──────── MATERIAL FOR THE TASK
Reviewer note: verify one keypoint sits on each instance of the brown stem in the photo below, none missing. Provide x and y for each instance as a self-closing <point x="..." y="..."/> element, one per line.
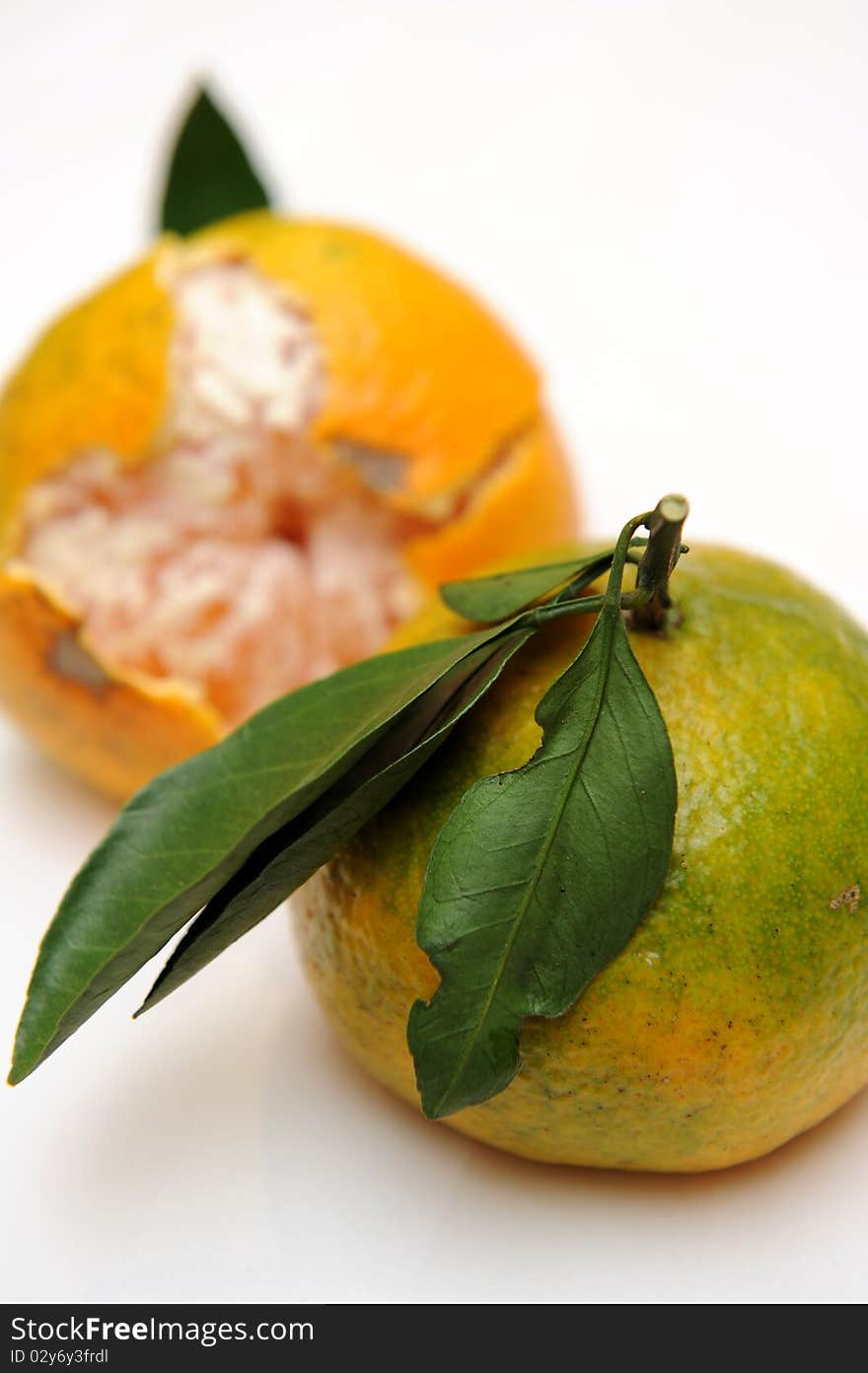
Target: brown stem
<point x="658" y="562"/>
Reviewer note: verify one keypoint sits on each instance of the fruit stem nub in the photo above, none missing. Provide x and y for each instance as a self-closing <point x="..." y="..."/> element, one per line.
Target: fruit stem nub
<point x="662" y="552"/>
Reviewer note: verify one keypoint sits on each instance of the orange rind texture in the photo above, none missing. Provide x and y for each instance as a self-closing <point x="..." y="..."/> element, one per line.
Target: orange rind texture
<point x="416" y="371"/>
<point x="738" y="1013"/>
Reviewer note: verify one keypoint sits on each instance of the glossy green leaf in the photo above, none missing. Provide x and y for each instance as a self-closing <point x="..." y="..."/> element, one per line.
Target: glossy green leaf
<point x="283" y="862"/>
<point x="210" y="175"/>
<point x="489" y="599"/>
<point x="540" y="876"/>
<point x="182" y="836"/>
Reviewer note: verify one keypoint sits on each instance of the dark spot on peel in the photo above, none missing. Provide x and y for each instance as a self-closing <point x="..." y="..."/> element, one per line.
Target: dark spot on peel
<point x="382" y="470"/>
<point x="69" y="658"/>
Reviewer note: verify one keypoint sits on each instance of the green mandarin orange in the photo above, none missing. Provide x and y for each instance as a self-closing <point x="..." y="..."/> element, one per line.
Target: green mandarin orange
<point x="738" y="1013"/>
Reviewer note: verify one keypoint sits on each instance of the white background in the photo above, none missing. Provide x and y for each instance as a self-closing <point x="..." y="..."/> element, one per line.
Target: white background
<point x="671" y="203"/>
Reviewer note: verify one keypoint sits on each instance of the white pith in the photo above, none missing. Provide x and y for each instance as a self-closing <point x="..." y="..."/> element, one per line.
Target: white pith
<point x="239" y="557"/>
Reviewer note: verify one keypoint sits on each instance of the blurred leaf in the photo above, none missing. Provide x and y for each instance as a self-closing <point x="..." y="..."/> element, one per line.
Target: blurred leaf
<point x="210" y="175"/>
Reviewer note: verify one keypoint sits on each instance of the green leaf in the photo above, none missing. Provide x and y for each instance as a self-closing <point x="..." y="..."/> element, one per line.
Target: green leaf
<point x="283" y="862"/>
<point x="489" y="599"/>
<point x="182" y="836"/>
<point x="540" y="876"/>
<point x="210" y="175"/>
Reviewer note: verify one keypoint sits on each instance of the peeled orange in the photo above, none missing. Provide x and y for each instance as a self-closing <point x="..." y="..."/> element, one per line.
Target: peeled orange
<point x="238" y="467"/>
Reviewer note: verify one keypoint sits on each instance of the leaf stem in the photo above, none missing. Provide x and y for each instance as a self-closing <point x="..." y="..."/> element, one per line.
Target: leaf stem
<point x="665" y="525"/>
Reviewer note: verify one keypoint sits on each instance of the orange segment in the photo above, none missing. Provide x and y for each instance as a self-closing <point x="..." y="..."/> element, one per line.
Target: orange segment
<point x="108" y="727"/>
<point x="322" y="427"/>
<point x="415" y="364"/>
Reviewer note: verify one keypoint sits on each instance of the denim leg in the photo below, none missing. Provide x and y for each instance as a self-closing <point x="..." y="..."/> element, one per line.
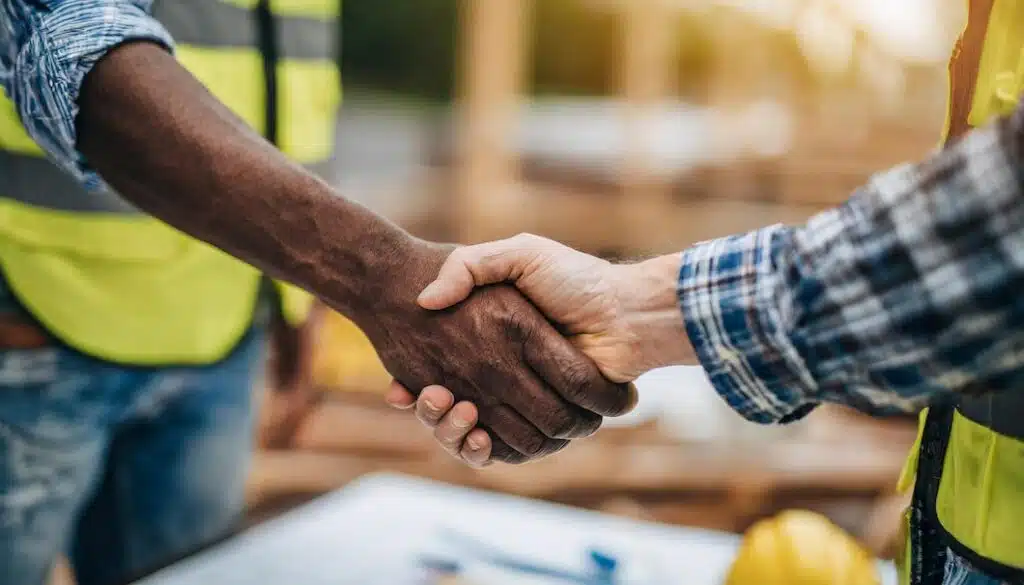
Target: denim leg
<point x="52" y="441"/>
<point x="176" y="468"/>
────────────────
Edit the entries above by replacing "Reviewer note" with "Annotator note" everywhere it appears, keeping all other text the same. Omit the pictures from your answer.

Annotator note: verify one keypoint sits on each instance of the brown stem in the photo below, none missing. Provide x and y for each instance as a self-closing <point x="..." y="..."/> element, one per line.
Target: brown stem
<point x="658" y="562"/>
Annotator note: verify one keypoint sits on each instance of the fruit stem nub in the photo above, none missing. Provide x and y for each instance as a self-closing <point x="..." y="..."/> element, one per line.
Target: fruit stem nub
<point x="662" y="552"/>
Annotator note: verify one keypoint sits on each instance of the orange rind texture in the photo above, none missing. Provide x and y for each instance as a self-closing <point x="..." y="..."/> element, one per line.
Target: orange rind texture
<point x="416" y="371"/>
<point x="738" y="1013"/>
Annotator note: verify one keypoint sits on each instance of the glossy green leaf in the photo above, none missing. Provide x and y for each instance as a self-closing <point x="..." y="..."/> element, one per line.
Target: glossy green leaf
<point x="283" y="862"/>
<point x="210" y="175"/>
<point x="489" y="599"/>
<point x="540" y="876"/>
<point x="182" y="836"/>
Annotator note: verify one keypoint sits on each instance of the dark spot on peel in the photo above, none missing. Provide x and y for each instance as a self-closing <point x="..." y="..."/> element, one per line.
Target: dark spot on peel
<point x="382" y="470"/>
<point x="69" y="658"/>
Annotator note: verify one keypoint sits on each instance of the green mandarin orange in the photo above, none missing. Provide x and y for each instance as a self-closing <point x="..." y="..."/> element, one per line.
Target: green mandarin orange
<point x="738" y="1013"/>
Annotator note: verify one keypoint sits on each instance of the white background in the photo above, none missing. Provide x and y for each instance as a self-closing <point x="..." y="..."/> element, one per line.
Target: white background
<point x="671" y="203"/>
Annotator note: verify one keypoint sits on each instance of the white pith in the photo above, none missing. Provide x and y for each instance as a self-closing <point x="..." y="..."/> element, one per line.
Target: white pith
<point x="239" y="557"/>
Annotator note: verify one keypoint sits on each instance of the blurred leaf in the photo above, none missing. Provide x and y for each instance as a self-closing <point x="..." y="..."/> element, one per line.
Target: blurred leaf
<point x="210" y="175"/>
Annotator note: verify one keypoint sits on each instance of the green leaf in the photo above, none missing. Provide x and y for each instance as a self-closing <point x="..." y="..."/> element, one per line.
Target: green leaf
<point x="283" y="862"/>
<point x="489" y="599"/>
<point x="182" y="836"/>
<point x="540" y="876"/>
<point x="210" y="175"/>
Annotator note: verify one keypoint sits on each instance of the peeled orange in the photo above, none missing. Provide x and y for each instance as a self-closing <point x="..." y="..."/> element, one per line.
Target: peeled orange
<point x="238" y="467"/>
Annotator note: verify one keypoint sits on each instance of the leaf stem in the photo above, none missing. Provide x and y for each instance as a self-closing <point x="..." y="..."/> element, one per line.
Target: leaf stem
<point x="665" y="525"/>
Annotator note: verify one keypoint sits on each instance of the orange segment in the photo above, none missing. Provide x and y for each instance as a self-closing <point x="..." y="..."/> element, one per line.
Target: orange segment
<point x="108" y="727"/>
<point x="322" y="427"/>
<point x="415" y="364"/>
Annotator note: verify one keypoint sits on each instance of the denim leg in the photo below, none missing. Provide x and y for each instance as a self-closing <point x="..." y="..."/> element, one per line.
Target: denim leg
<point x="52" y="441"/>
<point x="176" y="468"/>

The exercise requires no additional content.